• List of tasks:
1. From the text on working with time data, echo the passage starting at "Attaching time to" and ending at "types of data.".
2. Turn the paragraph in the text on working with time data that begins "The Tracking Analyst extension allows" into a bulleted list that keeps its main facts.

*** Text segment ***

Working with time data


Summary
This topic discusses the purpose of the time application programming interface (API) in ArcGIS and how it can be used.

In this topic


About working with time data

The ArcObjects software development kit (SDK) provides a number of classes and interfaces to represent time in different ways. There is built-in functionality to read time values in different formats, manipulate time values, work with time zones, and change the way data is displayed based on the time that it is relevant.

Attaching time to data

A time value can be stored and represented in many different ways. It can be stored using a numerical value, a text value, or specialized binary formats created specifically for time values. The data you use to create your maps may already have a time value included as an attribute of the records, or the entire data set may have a specific time range for which it is valid. The time values you work with can have varying levels of accuracy ranging from years down to sub-second accuracy. ArcGIS allows you to work with all of these types of data.

Time in the data

If the data you're working with is stored as a set of records, you can store the time of each record as an attribute of the record. The time value can be stored as a text string, a numerical value, or a date data type. The time value can be a single field representing the time the data was recorded, or it can be a pair of fields representing the range of time over which the data is valid.

Time outside the data

If the data you're working with is not stored as a set of records, or it does not have time as an attribute of the records, then you must identify a valid time period for the data set.

Tracking Analyst and time

The Tracking Analyst extension allows you to view data containing temporal content. Starting with ArcGIS 10, you can integrate tracking layers with other layers that contain temporal data. The tracking layers (TemporalFeatureLayer) implement the same time interfaces that other layers do, allowing the tracking layers to respond to time changes in ArcGIS. This means that you do not need to do anything special to make tracking layers respond to time changes in ArcGIS. However, tracking layers support different types of time-related symbology that is not available in standard feature layers. To access this specialized symbology, use the time interfaces in the Tracking Analyst library rather than those in the System library.
Tracking layers (TemporalFeatureLayer) are different from feature layers in that they only support a single time (not a combination of start time and end time).

*** End of Text segment ***
*** Dataset ***

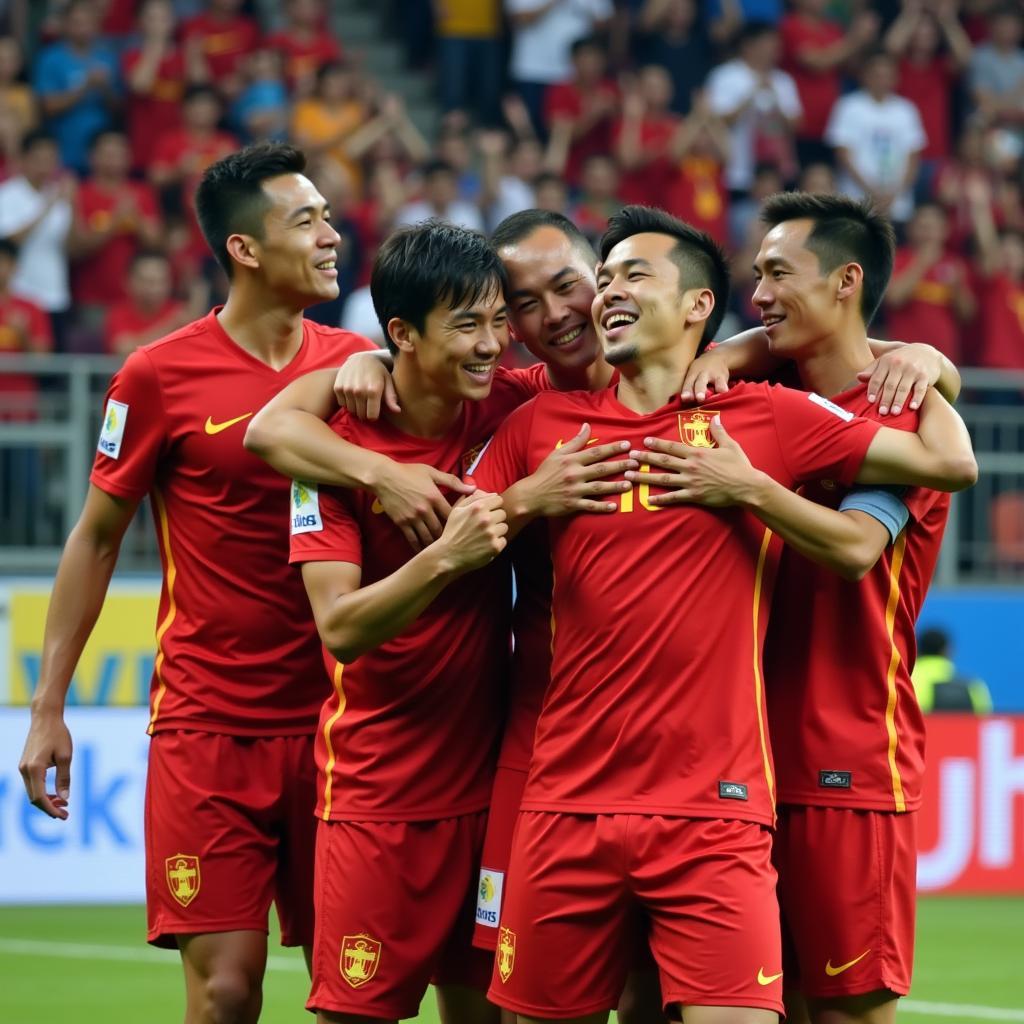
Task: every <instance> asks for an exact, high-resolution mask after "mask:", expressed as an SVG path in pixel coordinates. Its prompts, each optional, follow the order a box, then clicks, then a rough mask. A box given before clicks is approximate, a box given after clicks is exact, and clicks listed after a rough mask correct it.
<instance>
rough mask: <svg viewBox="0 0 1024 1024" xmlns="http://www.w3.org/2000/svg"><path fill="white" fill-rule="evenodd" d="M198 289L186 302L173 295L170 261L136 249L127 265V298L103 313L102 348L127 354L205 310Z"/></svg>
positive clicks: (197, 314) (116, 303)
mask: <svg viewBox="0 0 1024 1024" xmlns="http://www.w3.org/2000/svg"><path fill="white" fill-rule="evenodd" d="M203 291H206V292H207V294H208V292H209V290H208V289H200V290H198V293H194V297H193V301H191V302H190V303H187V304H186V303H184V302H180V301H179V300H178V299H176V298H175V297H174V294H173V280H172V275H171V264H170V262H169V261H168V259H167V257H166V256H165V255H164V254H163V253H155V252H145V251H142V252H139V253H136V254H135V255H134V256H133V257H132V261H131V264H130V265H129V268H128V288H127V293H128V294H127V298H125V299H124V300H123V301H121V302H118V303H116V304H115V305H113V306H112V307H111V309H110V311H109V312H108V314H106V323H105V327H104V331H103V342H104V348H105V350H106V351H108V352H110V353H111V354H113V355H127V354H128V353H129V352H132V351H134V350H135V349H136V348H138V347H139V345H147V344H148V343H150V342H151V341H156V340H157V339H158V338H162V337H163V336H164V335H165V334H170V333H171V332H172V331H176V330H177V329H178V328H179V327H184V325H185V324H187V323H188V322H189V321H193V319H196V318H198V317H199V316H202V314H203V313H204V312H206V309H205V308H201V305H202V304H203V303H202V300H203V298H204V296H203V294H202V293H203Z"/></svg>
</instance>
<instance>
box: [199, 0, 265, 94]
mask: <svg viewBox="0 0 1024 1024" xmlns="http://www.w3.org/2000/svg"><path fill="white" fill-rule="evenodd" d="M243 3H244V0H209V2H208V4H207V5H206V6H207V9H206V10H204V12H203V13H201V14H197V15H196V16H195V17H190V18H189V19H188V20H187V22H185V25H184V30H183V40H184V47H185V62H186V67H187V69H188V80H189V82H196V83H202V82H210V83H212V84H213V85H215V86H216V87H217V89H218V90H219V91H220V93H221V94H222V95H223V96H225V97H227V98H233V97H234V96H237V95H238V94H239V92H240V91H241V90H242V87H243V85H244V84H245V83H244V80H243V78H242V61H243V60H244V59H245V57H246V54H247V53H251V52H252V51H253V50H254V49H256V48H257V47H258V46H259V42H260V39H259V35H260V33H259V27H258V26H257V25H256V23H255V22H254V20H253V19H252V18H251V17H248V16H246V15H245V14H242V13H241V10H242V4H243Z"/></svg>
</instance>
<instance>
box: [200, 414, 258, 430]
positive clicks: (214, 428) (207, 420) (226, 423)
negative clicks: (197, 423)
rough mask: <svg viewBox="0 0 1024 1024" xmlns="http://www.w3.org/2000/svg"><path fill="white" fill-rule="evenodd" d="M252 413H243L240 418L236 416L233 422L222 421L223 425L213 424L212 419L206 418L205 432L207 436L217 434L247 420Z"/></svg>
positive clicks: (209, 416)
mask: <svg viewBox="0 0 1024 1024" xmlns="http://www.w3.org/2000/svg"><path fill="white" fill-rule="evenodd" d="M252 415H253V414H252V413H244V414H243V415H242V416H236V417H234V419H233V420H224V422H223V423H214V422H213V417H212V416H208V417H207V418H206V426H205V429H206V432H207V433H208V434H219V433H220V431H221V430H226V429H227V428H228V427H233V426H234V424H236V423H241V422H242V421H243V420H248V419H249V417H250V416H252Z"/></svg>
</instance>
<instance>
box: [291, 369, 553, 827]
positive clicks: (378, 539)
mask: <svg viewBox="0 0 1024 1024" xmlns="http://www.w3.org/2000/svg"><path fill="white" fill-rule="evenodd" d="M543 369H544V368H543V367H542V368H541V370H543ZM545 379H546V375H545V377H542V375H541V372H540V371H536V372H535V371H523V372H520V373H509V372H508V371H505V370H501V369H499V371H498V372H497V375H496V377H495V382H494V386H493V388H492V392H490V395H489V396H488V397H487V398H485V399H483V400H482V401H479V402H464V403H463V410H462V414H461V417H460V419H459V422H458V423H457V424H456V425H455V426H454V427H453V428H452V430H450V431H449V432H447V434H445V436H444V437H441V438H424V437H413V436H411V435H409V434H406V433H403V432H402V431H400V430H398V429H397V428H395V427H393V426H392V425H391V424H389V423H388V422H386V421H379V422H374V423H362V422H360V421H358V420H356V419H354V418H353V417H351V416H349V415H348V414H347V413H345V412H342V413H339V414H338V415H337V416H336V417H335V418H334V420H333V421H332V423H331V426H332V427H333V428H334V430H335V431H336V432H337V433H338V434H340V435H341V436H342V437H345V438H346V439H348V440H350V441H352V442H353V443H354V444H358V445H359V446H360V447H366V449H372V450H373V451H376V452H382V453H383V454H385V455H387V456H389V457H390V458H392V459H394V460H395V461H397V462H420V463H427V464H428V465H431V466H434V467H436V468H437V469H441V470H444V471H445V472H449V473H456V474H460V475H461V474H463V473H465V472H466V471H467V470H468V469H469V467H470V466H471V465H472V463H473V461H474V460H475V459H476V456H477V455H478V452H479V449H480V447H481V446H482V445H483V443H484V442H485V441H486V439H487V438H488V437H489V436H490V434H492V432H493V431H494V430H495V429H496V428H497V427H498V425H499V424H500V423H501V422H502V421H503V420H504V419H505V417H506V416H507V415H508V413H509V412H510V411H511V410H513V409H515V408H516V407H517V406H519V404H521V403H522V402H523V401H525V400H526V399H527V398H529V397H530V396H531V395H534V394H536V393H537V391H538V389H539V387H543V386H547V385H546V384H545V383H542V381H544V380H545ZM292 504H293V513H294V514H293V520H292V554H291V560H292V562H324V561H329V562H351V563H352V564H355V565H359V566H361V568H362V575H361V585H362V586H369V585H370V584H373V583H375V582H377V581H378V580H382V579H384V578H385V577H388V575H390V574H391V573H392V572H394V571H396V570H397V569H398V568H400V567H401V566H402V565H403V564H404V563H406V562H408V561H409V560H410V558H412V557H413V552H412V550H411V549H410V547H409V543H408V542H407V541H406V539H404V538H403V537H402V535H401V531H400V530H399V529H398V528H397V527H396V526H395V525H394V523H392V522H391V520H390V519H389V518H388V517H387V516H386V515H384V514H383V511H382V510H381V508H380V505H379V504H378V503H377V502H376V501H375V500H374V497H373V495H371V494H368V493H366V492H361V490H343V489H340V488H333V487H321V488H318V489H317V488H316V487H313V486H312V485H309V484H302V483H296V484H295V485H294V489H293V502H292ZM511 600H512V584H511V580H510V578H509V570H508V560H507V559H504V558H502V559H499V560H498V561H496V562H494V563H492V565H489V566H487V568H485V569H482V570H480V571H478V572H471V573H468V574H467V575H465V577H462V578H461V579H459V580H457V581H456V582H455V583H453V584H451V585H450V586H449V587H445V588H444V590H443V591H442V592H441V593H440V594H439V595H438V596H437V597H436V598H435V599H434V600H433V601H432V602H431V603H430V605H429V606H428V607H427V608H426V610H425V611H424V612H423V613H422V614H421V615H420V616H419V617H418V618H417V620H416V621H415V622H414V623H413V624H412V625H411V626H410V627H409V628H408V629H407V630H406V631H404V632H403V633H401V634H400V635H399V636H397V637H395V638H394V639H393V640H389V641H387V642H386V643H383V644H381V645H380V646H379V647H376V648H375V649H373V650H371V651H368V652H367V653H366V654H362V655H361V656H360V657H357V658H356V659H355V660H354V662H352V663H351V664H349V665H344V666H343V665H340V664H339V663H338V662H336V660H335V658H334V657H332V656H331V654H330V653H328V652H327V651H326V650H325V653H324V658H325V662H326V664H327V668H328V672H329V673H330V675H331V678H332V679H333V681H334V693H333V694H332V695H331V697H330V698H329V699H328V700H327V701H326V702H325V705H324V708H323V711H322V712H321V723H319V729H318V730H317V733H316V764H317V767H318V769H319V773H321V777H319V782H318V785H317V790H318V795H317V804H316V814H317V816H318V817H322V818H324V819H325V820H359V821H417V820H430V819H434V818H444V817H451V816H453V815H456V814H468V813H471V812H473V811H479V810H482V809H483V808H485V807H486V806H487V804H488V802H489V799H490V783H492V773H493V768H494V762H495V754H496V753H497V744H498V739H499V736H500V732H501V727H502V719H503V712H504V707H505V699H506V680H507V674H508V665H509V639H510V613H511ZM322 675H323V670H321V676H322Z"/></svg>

*** End of Dataset ***

• Solutions to the exercise:
1.
Attaching time to data

A time value can be stored and represented in many different ways. It can be stored using a numerical value, a text value, or specialized binary formats created specifically for time values. The data you use to create your maps may already have a time value included as an attribute of the records, or the entire data set may have a specific time range for which it is valid. The time values you work with can have varying levels of accuracy ranging from years down to sub-second accuracy. ArcGIS allows you to work with all of these types of data.

2.
- The Tracking Analyst extension lets you view data containing temporal content.
- Starting with ArcGIS 10, tracking layers can be integrated with other layers that contain temporal data.
- Tracking layers (TemporalFeatureLayer) implement the same time interfaces as other layers. They respond to time changes in ArcGIS without any special work.
- Tracking layers support time-related symbology that standard feature layers lack.
- To access that symbology, use the time interfaces in the Tracking Analyst library rather than those in the System library.